- TASK DESCRIPTION
Show each line in the records below that contains the word "floor".

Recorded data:

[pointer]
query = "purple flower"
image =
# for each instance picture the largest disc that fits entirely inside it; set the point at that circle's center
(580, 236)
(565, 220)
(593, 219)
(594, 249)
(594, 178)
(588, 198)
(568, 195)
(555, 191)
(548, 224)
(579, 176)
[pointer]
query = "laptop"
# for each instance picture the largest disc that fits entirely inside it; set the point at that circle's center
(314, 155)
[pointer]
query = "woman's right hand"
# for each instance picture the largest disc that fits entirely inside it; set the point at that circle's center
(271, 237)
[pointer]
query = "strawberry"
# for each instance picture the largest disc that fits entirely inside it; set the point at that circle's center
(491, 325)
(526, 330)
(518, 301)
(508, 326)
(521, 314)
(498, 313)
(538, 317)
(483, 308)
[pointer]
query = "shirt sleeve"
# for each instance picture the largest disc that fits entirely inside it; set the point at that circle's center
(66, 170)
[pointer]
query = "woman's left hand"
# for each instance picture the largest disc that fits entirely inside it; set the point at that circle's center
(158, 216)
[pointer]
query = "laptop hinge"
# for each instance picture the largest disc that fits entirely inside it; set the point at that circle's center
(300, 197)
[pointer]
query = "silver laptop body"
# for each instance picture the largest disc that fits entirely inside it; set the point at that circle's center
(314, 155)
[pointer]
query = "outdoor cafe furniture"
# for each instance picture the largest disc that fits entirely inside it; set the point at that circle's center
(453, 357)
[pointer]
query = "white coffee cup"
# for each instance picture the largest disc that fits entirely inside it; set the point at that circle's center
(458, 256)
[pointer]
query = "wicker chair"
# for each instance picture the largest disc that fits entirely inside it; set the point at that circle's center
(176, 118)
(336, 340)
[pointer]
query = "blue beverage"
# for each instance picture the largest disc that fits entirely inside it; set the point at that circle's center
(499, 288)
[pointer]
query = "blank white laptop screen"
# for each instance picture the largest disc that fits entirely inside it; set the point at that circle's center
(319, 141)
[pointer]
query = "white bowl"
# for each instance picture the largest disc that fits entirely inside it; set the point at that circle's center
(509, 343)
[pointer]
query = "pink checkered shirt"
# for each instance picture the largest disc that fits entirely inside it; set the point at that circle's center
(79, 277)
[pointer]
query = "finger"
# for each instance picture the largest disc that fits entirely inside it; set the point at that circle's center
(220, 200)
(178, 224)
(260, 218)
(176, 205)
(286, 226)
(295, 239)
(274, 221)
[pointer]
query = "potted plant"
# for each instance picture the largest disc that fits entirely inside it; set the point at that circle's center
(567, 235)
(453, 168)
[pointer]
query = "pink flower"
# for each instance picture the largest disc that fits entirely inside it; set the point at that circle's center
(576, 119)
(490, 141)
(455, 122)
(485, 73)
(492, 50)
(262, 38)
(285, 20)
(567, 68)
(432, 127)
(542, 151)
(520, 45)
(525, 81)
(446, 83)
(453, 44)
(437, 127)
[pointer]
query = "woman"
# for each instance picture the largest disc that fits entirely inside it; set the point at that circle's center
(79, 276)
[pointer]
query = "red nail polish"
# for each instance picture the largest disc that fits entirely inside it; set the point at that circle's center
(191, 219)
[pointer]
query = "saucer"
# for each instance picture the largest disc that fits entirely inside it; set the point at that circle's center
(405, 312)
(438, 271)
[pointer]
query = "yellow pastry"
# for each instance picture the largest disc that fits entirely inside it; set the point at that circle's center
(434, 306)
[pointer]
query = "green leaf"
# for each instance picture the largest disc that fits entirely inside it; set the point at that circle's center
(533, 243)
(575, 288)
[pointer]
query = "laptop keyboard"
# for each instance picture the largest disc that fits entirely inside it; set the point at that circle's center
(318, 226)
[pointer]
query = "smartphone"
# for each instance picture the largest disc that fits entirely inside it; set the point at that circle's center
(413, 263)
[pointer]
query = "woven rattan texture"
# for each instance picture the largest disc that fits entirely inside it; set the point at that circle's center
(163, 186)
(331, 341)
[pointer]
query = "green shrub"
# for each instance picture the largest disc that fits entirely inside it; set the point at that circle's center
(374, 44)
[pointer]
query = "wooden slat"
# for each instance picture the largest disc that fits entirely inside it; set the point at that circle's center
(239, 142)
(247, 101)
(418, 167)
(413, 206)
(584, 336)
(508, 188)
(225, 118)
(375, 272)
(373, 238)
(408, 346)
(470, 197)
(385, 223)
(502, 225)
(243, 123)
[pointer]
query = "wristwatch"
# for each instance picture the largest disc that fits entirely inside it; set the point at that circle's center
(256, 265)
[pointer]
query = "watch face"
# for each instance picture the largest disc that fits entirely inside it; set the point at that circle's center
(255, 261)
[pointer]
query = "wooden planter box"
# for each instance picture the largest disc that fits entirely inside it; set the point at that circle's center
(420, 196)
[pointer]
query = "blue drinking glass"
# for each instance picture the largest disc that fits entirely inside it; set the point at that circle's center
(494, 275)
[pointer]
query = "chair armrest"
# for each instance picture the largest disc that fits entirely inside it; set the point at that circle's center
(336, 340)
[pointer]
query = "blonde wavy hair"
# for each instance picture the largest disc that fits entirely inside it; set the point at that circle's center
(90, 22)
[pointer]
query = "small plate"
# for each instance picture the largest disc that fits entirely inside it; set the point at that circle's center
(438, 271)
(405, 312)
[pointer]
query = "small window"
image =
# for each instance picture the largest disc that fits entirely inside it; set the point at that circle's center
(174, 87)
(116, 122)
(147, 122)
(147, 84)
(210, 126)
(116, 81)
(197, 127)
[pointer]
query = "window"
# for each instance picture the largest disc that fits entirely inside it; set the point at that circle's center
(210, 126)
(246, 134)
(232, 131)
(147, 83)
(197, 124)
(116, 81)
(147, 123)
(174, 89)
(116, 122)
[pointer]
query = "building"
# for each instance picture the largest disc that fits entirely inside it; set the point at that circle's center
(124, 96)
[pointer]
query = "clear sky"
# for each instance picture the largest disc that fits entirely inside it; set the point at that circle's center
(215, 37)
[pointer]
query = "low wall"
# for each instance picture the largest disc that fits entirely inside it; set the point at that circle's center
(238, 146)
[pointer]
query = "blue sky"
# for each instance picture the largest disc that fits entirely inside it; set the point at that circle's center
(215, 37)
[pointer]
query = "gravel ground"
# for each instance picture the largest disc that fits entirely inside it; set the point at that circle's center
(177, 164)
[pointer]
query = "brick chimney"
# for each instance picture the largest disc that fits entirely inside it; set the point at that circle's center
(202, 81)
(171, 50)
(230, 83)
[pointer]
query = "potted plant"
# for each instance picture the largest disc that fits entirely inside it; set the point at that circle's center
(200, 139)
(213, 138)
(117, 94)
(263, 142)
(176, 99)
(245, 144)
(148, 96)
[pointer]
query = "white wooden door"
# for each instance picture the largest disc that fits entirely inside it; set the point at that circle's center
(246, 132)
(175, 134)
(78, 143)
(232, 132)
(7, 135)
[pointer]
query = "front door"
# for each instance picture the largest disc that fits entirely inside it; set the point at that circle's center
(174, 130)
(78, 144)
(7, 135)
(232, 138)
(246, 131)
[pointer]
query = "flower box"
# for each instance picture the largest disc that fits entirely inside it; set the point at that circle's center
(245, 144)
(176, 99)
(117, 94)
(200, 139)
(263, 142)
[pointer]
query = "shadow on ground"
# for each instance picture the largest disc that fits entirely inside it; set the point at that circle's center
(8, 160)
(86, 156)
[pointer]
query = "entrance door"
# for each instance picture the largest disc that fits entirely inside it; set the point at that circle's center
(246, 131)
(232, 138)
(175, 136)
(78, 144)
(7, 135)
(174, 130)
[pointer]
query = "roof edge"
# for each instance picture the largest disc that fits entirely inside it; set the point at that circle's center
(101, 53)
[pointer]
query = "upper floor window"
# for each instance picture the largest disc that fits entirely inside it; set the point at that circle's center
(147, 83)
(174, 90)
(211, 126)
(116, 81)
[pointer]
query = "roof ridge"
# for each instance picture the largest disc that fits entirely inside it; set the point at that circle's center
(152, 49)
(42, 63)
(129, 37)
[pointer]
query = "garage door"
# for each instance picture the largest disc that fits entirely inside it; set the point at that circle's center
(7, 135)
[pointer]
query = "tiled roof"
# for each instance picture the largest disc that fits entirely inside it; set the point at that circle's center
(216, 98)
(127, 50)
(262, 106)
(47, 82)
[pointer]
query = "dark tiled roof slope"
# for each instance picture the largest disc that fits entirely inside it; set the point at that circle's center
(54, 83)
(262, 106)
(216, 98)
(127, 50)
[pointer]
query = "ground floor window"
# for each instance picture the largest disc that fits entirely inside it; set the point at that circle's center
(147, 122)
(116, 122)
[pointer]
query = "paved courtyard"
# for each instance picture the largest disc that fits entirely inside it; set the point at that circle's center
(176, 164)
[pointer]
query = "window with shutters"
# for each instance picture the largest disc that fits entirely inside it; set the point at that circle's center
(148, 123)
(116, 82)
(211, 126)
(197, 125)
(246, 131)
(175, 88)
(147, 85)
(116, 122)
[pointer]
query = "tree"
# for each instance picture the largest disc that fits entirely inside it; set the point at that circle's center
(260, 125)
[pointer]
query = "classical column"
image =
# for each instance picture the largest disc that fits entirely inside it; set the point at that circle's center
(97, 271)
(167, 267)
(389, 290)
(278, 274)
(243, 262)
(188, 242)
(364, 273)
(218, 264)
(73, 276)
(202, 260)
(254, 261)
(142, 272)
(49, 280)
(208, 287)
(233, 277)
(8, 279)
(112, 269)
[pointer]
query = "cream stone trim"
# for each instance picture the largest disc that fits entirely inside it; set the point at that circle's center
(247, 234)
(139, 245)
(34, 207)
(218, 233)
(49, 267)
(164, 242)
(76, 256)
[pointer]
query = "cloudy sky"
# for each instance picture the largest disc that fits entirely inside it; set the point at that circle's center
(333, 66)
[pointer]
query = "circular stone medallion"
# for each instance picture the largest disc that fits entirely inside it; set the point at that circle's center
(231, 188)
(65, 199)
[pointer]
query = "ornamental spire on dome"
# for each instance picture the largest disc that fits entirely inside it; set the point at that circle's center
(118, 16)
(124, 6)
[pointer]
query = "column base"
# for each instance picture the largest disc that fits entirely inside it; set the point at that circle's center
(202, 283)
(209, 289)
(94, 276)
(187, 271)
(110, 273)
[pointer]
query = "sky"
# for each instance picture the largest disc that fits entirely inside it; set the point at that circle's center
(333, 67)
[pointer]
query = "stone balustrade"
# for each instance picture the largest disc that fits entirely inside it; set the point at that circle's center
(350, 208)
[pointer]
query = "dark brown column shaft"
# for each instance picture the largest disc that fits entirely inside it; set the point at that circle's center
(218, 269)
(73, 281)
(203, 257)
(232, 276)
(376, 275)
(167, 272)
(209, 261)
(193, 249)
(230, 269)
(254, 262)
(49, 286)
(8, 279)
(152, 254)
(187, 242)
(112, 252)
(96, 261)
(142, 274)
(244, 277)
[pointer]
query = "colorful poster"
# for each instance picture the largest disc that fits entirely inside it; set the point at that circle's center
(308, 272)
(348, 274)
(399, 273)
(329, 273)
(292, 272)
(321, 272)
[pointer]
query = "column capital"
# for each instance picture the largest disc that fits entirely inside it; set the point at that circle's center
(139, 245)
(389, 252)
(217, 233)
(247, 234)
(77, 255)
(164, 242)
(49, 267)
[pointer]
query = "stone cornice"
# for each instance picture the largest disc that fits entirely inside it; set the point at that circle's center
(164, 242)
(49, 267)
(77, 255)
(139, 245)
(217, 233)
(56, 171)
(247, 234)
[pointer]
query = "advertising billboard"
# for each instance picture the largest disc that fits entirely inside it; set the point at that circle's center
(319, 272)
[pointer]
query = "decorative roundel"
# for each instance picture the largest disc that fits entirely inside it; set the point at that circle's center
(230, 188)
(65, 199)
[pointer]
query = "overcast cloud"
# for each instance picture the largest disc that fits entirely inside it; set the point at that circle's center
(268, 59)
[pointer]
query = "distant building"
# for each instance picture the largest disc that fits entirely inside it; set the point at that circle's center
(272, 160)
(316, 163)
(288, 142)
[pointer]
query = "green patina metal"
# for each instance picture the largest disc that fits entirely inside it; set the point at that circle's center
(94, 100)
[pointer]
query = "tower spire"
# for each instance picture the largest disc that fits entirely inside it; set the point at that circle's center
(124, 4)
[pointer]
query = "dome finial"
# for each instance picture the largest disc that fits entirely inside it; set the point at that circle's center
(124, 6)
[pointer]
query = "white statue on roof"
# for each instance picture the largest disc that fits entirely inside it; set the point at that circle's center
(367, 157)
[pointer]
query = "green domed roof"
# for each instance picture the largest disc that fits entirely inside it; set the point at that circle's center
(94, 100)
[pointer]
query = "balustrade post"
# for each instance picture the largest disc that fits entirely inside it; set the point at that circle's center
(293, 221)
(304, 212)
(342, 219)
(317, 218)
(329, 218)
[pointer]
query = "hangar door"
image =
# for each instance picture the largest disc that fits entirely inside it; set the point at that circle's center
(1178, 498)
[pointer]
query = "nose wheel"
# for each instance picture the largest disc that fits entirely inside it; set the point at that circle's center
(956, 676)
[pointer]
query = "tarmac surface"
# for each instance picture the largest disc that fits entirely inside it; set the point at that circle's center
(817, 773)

- FULL ANSWER
query = "upper floor window"
query = "ground floor window"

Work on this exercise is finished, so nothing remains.